◆ **Task directions**
Below are some records; write them all out again exactly.

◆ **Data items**
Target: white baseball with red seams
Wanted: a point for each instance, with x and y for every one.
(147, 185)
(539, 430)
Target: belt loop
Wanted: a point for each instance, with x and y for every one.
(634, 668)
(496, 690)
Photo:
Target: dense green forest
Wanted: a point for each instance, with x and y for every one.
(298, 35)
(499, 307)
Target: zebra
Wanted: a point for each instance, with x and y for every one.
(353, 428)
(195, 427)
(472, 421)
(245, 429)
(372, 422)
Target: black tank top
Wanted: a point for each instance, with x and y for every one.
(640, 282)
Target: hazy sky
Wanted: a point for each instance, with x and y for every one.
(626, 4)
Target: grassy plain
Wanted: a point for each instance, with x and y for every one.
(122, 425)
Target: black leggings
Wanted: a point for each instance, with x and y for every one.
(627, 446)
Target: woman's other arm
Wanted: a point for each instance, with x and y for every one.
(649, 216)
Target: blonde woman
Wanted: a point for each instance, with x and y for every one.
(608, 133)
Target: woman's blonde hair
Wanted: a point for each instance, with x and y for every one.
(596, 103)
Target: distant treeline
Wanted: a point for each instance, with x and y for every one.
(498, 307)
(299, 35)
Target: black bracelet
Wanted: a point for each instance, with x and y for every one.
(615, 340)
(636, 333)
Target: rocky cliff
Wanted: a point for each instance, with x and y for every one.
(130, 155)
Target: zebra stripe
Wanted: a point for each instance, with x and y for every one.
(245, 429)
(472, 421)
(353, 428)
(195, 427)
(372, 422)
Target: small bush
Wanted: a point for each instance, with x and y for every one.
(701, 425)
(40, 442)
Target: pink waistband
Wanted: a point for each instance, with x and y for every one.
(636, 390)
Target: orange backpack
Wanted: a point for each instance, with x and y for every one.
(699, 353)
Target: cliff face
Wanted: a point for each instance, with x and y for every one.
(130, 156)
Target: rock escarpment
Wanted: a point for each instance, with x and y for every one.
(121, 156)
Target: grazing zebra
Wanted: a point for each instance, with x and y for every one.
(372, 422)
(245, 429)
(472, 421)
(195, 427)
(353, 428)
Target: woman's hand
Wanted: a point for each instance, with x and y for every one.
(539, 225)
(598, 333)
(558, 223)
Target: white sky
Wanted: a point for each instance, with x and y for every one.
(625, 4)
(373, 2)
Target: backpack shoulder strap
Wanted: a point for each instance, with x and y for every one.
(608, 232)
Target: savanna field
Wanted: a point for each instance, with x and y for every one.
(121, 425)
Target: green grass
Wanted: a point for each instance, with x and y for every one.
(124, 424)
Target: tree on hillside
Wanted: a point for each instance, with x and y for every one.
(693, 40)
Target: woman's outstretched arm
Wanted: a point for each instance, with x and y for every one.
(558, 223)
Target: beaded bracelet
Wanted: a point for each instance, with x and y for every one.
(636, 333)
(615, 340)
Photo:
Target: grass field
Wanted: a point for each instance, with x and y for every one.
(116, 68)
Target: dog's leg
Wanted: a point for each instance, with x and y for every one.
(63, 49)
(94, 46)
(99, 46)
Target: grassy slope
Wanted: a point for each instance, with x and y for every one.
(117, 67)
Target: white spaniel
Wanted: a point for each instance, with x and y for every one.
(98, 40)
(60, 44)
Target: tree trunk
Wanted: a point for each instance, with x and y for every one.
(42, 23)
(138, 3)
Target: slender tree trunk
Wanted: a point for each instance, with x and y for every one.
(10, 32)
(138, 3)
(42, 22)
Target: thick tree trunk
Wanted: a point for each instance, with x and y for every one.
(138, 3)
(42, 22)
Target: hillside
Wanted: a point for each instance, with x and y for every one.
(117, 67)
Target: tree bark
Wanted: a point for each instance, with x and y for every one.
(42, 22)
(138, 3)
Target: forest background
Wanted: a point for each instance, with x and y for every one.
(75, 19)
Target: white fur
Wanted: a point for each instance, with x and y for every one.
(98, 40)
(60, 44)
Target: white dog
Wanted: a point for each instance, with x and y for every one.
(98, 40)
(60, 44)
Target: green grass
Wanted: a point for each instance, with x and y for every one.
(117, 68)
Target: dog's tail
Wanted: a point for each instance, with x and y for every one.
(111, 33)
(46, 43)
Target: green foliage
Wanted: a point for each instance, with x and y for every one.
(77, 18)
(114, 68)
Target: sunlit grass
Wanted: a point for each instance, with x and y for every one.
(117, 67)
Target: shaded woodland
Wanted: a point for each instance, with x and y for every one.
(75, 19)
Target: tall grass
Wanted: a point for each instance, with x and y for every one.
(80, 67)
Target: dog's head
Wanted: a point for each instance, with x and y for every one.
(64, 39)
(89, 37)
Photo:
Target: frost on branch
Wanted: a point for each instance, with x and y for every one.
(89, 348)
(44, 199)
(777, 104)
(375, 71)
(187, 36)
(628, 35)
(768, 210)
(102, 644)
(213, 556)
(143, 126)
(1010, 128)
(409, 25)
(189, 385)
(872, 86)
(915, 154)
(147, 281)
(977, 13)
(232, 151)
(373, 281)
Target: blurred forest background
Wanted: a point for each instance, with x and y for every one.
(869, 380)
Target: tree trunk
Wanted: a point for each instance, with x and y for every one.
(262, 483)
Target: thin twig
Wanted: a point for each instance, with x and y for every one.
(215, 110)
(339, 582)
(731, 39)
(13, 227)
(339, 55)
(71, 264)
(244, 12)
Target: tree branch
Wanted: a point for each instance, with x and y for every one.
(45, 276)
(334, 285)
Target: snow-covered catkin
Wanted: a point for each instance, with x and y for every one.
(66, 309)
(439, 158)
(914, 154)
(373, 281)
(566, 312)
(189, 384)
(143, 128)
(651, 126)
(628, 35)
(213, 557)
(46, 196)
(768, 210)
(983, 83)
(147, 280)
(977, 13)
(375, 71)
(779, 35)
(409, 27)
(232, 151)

◆ **Final answer**
Target: white baseball with red seams
Wanted: a point for each instance, with x and y for every one.
(147, 185)
(539, 430)
Target: belt loop
Wanted: a point for each instance, with x and y for every one.
(634, 668)
(496, 690)
Photo:
Target: dense green forest
Wanted: a point for each instance, with x and y for every one.
(298, 35)
(499, 307)
Target: zebra
Wanted: a point for each instance, with x and y for every one.
(353, 428)
(195, 427)
(472, 421)
(245, 429)
(372, 422)
Target: black tank top
Wanted: a point for each instance, with x and y for every one.
(640, 282)
Target: hazy sky
Wanted: a point for each instance, with x and y for every one.
(626, 4)
Target: grassy plain
Wanted: a point for each instance, with x and y for every one.
(122, 425)
Target: black leggings
Wanted: a point for each instance, with x and y for every one.
(627, 446)
Target: woman's other arm
Wanted: a point for each instance, with x and y for every one.
(649, 216)
Target: blonde woman
Wanted: a point for each instance, with x and y for every one.
(608, 133)
Target: woman's blonde hair
Wanted: a point for each instance, with x and y for every one.
(596, 103)
Target: distant treeline
Wanted: a point for each instance, with x and y for every one.
(498, 307)
(299, 35)
Target: black bracelet
Wanted: a point for each instance, with x and y for every one.
(615, 340)
(636, 333)
Target: rocky cliff
Wanted: a point for each instance, with x and y for every one.
(130, 155)
Target: zebra stripe
Wanted: a point for each instance, with x and y for every one.
(245, 429)
(472, 421)
(353, 428)
(195, 427)
(372, 422)
Target: small bush
Wanted: a point for each instance, with x and y for every one.
(701, 425)
(40, 442)
Target: pink waistband
Wanted: a point for each instance, with x and y for every one.
(636, 390)
Target: orange backpack
Wanted: a point for each instance, with x and y for every one.
(699, 353)
Target: cliff face
Wanted: a point for each instance, with x and y for every one.
(130, 156)
Target: rock escarpment
Wanted: a point for each instance, with x and y for every one.
(121, 156)
Target: grazing zebra
Wanted: a point for each instance, with x and y for every one.
(372, 422)
(245, 429)
(472, 421)
(195, 427)
(353, 428)
Target: woman's hand
Wanted: a point for each instance, with x and y for every one.
(539, 225)
(598, 333)
(558, 223)
Target: white sky
Wanted: a point for each instance, with x and y for every one.
(625, 4)
(373, 2)
Target: backpack shoulder strap
Wanted: a point for each instance, with x and y for every one.
(608, 232)
Target: savanna field
Wanted: a point for each instance, with x and y for every one.
(121, 425)
Target: green grass
Wanted: a point for each instance, with x and y for every one.
(124, 424)
Target: tree on hillside
Wanted: a point for each instance, with x and y for every one.
(693, 40)
Target: woman's outstretched arm
Wanted: a point for each instance, with x and y for every one.
(558, 223)
Target: beaded bracelet
Wanted: a point for each instance, with x and y for every one.
(636, 333)
(615, 340)
Photo:
Target: grass field
Wanted: a point for each instance, with x and y for every one.
(116, 68)
Target: dog's leg
Wanted: a point for each instance, with x and y for every one.
(63, 49)
(94, 46)
(99, 46)
Target: grassy slope
Wanted: a point for each instance, with x and y for every one.
(117, 67)
Target: white spaniel
Wanted: a point for each instance, with x and y for every one.
(98, 40)
(60, 44)
Target: tree trunk
Wanted: a point for each instance, with x and y for every one.
(42, 23)
(138, 3)
Target: slender tree trunk
Wanted: a point for each instance, with x and y for every one.
(10, 32)
(138, 3)
(42, 22)
Target: thick tree trunk
Wanted: a point for each instance, with x and y for every one.
(138, 3)
(42, 22)
Target: hillside
Wanted: a point for each instance, with x and y for every one.
(117, 67)
Target: tree bark
Wanted: a point for each instance, with x and y for every one.
(42, 22)
(138, 3)
Target: forest background
Wanted: a point for each instance, with x and y for every one.
(75, 19)
Target: white fur
Wanted: a point for each instance, with x and y for every one.
(98, 40)
(60, 44)
Target: white dog
Wanted: a point for each instance, with x and y for every one.
(98, 40)
(60, 44)
Target: green grass
Wanted: a point for each instance, with x and y for every one.
(117, 68)
Target: dog's tail
Wanted: a point for each instance, with x and y for every one.
(111, 33)
(46, 43)
Target: green foliage
Wanted: a point for each instance, with x and y for every one.
(77, 18)
(114, 68)
Target: sunlit grass
Wanted: a point for each instance, with x and y for every one.
(117, 67)
Target: shaded woodland
Wanted: a point for each instance, with x and y for every one.
(75, 19)
Target: tall grass
Wanted: a point for each instance, with x and y for every one.
(80, 67)
Target: dog's head
Wanted: a point for each instance, with x and y for every one.
(64, 39)
(89, 37)
Photo:
Target: frost on branch
Wanted: a point for each instance, with x and y for every one.
(89, 348)
(44, 199)
(777, 104)
(375, 71)
(187, 36)
(628, 35)
(768, 210)
(102, 644)
(213, 556)
(143, 126)
(1010, 128)
(409, 25)
(189, 385)
(872, 86)
(915, 154)
(147, 281)
(977, 13)
(232, 151)
(373, 281)
Target: blurred forest background
Wanted: a point for each instance, with x and y for every one.
(869, 380)
Target: tree trunk
Wanted: a point for each instance, with x and y for every one.
(262, 483)
Target: thin twig
Wanted: a point for each instance, with x and y for every one.
(215, 110)
(339, 582)
(731, 39)
(13, 227)
(339, 55)
(71, 264)
(244, 12)
Target: tree branch
Wanted: a point for each instance, with x and y for every one.
(45, 276)
(334, 285)
Target: snow-covered catkin
Wanted: a point for each instance, with x and y for every one.
(66, 309)
(439, 158)
(914, 154)
(373, 281)
(566, 312)
(189, 384)
(143, 128)
(651, 126)
(628, 35)
(213, 557)
(46, 196)
(768, 210)
(983, 83)
(147, 280)
(977, 13)
(375, 71)
(779, 35)
(409, 27)
(232, 151)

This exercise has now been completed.